(Records shown)
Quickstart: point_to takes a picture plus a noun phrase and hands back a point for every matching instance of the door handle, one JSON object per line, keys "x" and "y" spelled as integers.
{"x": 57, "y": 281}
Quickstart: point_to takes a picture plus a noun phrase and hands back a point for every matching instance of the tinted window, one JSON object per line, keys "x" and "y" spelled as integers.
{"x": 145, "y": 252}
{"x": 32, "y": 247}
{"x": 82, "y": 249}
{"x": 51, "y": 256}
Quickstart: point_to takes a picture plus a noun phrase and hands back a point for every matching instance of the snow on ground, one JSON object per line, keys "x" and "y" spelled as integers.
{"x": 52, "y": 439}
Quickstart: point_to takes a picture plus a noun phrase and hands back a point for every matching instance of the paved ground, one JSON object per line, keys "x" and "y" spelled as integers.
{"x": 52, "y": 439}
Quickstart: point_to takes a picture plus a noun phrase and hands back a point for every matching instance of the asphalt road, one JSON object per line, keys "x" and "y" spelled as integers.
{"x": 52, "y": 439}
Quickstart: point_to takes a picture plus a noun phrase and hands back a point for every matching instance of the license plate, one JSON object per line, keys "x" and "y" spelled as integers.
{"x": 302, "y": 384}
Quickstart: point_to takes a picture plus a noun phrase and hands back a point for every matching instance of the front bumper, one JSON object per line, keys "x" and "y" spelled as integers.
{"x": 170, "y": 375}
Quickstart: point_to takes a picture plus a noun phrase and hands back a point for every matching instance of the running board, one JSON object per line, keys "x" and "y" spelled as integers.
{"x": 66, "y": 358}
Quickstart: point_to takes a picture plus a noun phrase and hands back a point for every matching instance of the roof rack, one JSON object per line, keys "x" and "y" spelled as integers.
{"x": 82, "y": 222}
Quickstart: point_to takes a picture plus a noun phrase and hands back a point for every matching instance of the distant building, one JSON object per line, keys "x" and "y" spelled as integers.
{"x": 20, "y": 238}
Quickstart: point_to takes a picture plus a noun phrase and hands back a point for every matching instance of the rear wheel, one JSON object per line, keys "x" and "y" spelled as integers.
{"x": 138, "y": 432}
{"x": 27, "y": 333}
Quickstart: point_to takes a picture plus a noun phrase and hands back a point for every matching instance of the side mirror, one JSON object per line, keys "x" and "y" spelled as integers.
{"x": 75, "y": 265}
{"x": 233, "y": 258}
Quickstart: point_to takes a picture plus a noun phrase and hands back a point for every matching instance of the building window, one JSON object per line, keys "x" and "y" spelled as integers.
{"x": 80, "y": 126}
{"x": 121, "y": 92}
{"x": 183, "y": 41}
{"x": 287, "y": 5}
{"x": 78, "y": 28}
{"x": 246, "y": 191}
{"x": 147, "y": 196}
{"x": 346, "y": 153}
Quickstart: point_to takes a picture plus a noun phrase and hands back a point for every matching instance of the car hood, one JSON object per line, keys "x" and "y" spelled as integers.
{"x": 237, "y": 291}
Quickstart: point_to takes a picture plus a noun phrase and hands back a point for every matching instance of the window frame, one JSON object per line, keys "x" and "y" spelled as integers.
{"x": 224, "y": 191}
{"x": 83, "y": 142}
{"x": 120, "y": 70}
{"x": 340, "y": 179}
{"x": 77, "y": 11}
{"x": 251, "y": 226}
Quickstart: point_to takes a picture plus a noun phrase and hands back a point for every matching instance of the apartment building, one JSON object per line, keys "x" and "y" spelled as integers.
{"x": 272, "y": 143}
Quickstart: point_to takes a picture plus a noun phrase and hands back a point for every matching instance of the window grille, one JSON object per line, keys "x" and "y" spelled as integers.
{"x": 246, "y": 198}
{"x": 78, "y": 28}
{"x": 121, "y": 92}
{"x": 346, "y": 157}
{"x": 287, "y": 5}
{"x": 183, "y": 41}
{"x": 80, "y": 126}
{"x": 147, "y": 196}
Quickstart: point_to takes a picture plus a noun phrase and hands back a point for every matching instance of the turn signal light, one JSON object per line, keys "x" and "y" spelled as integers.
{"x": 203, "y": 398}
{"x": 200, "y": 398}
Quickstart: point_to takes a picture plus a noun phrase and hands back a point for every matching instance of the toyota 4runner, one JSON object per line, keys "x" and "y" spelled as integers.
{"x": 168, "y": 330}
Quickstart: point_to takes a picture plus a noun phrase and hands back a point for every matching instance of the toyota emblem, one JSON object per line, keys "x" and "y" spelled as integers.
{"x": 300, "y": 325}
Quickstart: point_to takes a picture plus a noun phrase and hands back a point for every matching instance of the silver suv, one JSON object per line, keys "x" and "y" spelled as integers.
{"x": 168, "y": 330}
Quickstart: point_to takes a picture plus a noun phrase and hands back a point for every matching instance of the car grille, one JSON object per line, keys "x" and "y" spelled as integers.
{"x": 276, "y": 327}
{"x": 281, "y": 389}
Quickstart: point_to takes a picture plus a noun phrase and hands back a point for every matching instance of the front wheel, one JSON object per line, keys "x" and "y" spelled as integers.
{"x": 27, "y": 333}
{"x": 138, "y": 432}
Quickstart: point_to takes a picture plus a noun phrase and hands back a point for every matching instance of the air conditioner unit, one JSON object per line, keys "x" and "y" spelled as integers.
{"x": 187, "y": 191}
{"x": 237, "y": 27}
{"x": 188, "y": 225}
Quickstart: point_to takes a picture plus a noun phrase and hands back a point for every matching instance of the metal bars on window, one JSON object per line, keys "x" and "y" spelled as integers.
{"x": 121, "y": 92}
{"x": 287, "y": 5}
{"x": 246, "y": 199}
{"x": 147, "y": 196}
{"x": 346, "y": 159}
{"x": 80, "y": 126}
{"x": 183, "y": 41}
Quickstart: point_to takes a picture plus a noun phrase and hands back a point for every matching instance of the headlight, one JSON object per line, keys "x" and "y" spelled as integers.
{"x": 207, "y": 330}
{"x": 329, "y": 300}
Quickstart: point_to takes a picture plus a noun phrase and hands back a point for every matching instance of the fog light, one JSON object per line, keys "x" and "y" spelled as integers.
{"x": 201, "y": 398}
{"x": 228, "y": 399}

(Exercise details) Every line of the listing is to be returned exactly as given.

(Answer section)
Quickstart: point_to takes a picture plus a noun phrase and hands back a point for every matching instance of the door handle, one JSON object per line, keys "x" and "y" spelled as integers.
{"x": 57, "y": 281}
Quickstart: point_to takes a picture plus a noun phrase and hands back a point for every matching instance of the tinted window, one JSON object per line, keys "x" and "y" spelled as integers.
{"x": 145, "y": 252}
{"x": 32, "y": 247}
{"x": 82, "y": 249}
{"x": 51, "y": 256}
Quickstart: point_to takes a picture plus a noun phrase and hands back a point for every matching instance of the snow on ground, one JSON object per line, keys "x" and "y" spelled as integers.
{"x": 52, "y": 439}
Quickstart: point_to takes a picture plus a noun phrase and hands back a point for every matching instance of the paved ground, one JSON object per line, keys "x" and "y" spelled as integers.
{"x": 52, "y": 439}
Quickstart: point_to takes a picture plus a noun phrase and hands back a point for every matching instance of the asphalt road, one JSON object per line, keys "x" and "y" spelled as integers.
{"x": 52, "y": 439}
Quickstart: point_to takes a picture plus a noun phrase and hands back a point for every matching instance of the license plate, one JSON object per line, keys "x" and "y" spelled as integers.
{"x": 302, "y": 384}
Quickstart: point_to takes a picture plus a noun phrase and hands back a point for every matching instance of the front bumper, one JSON object per line, keys "x" and "y" spelled as integers.
{"x": 170, "y": 375}
Quickstart: point_to takes a picture plus a noun phrase and hands back a point for every matching instance of the running board, one JSON object per line, keys "x" and "y" spelled as integers.
{"x": 66, "y": 358}
Quickstart: point_to takes a picture plus a noun phrase and hands back a point for every matching instance of the roof rack, one JSON object per line, keys "x" and "y" spelled as integers.
{"x": 82, "y": 222}
Quickstart: point_to takes a picture plus a noun phrase and hands back a point for every matching instance of the distant building, one JSON object per line, keys "x" and "y" spelled as integers.
{"x": 20, "y": 238}
Quickstart: point_to takes a picture plus a noun phrase and hands back a point for every matching instance of the rear wheel, one JSON object per line, keys "x" and "y" spelled as integers.
{"x": 138, "y": 432}
{"x": 27, "y": 333}
Quickstart: point_to takes a picture plus a noun phrase and hands back a point for every matching instance of the side mirror, one JSON object per line, keys "x" and "y" spelled as integers.
{"x": 75, "y": 265}
{"x": 233, "y": 258}
Quickstart: point_to takes a picture plus a noun phrase and hands back a point for every matching instance of the building window, one JSON object per line, keys "x" and "y" spelled as integers.
{"x": 80, "y": 126}
{"x": 121, "y": 92}
{"x": 183, "y": 41}
{"x": 287, "y": 5}
{"x": 78, "y": 28}
{"x": 246, "y": 191}
{"x": 147, "y": 196}
{"x": 346, "y": 153}
Quickstart: point_to takes a picture plus a noun phrase and hands back a point for every matching instance of the car hood, one JSON object per line, keys "x" and "y" spelled as integers.
{"x": 237, "y": 291}
Quickstart: point_to takes a picture plus a noun phrase and hands back a point for every matching instance of the window frame, one JSON object per line, keys "x" and "y" spelled as integers.
{"x": 224, "y": 191}
{"x": 83, "y": 142}
{"x": 120, "y": 70}
{"x": 340, "y": 179}
{"x": 77, "y": 11}
{"x": 251, "y": 226}
Quickstart: point_to takes a picture plus a noun phrase and hands back a point for every matching instance of the apartment building, one JSON object per line, keys "x" and "y" spelled as integers.
{"x": 272, "y": 143}
Quickstart: point_to takes a picture plus a noun phrase and hands back a point for every matching instance of the window grille, one JSON object per line, keys "x" and "y" spelled as integers.
{"x": 246, "y": 198}
{"x": 78, "y": 28}
{"x": 121, "y": 92}
{"x": 346, "y": 157}
{"x": 287, "y": 5}
{"x": 183, "y": 41}
{"x": 80, "y": 126}
{"x": 147, "y": 196}
Quickstart: point_to takes a picture plus a noun phrase and hands back a point for every matching instance of the turn signal light, one JSON object per line, keys "x" and "y" spelled as integers.
{"x": 203, "y": 398}
{"x": 200, "y": 398}
Quickstart: point_to takes a picture plus a noun phrase and hands back a point for every matching instance of the toyota 4runner, one JSON object per line, keys "x" and "y" spelled as integers.
{"x": 168, "y": 330}
Quickstart: point_to takes a picture plus a noun phrase and hands back a point for every matching instance of the toyota emblem, one JSON object per line, keys "x" and "y" spelled as integers.
{"x": 300, "y": 325}
Quickstart: point_to takes a picture plus a noun phrase and hands back a point for every matching instance of the silver suv, one JSON object per line, keys "x" and "y" spelled as integers.
{"x": 168, "y": 330}
Quickstart: point_to takes a picture plus a noun phrase and hands back a point for every matching instance of the car grille, one JSON object per line, keys "x" and "y" spelled as integers.
{"x": 276, "y": 327}
{"x": 281, "y": 389}
Quickstart: point_to takes a picture plus a noun phrase and hands back a point for every matching instance of the front wheel, one JSON object per line, keys "x" and "y" spelled as integers.
{"x": 27, "y": 333}
{"x": 138, "y": 432}
Quickstart: point_to takes a picture plus a noun phrase and hands back a point for every matching instance of the air conditioner unit, one JSON object per line, keys "x" and "y" spelled as integers.
{"x": 187, "y": 191}
{"x": 237, "y": 27}
{"x": 188, "y": 225}
Quickstart: point_to takes a picture plus a noun phrase and hands back a point for every matching instance of the metal bars on window, one JSON object per line, keys "x" and "y" spelled as integers.
{"x": 121, "y": 92}
{"x": 287, "y": 5}
{"x": 246, "y": 199}
{"x": 147, "y": 196}
{"x": 346, "y": 159}
{"x": 80, "y": 126}
{"x": 183, "y": 41}
Quickstart: point_to takes a picture plus a noun phrase and hands back a point for every matching instance of the headlight, one JSON object per line, keys "x" and "y" spelled as integers.
{"x": 207, "y": 330}
{"x": 329, "y": 300}
Quickstart: point_to takes a picture plus a noun phrase and hands back a point for every matching instance of the fog light, one JSON object per line, keys "x" and "y" spelled as integers.
{"x": 201, "y": 398}
{"x": 228, "y": 399}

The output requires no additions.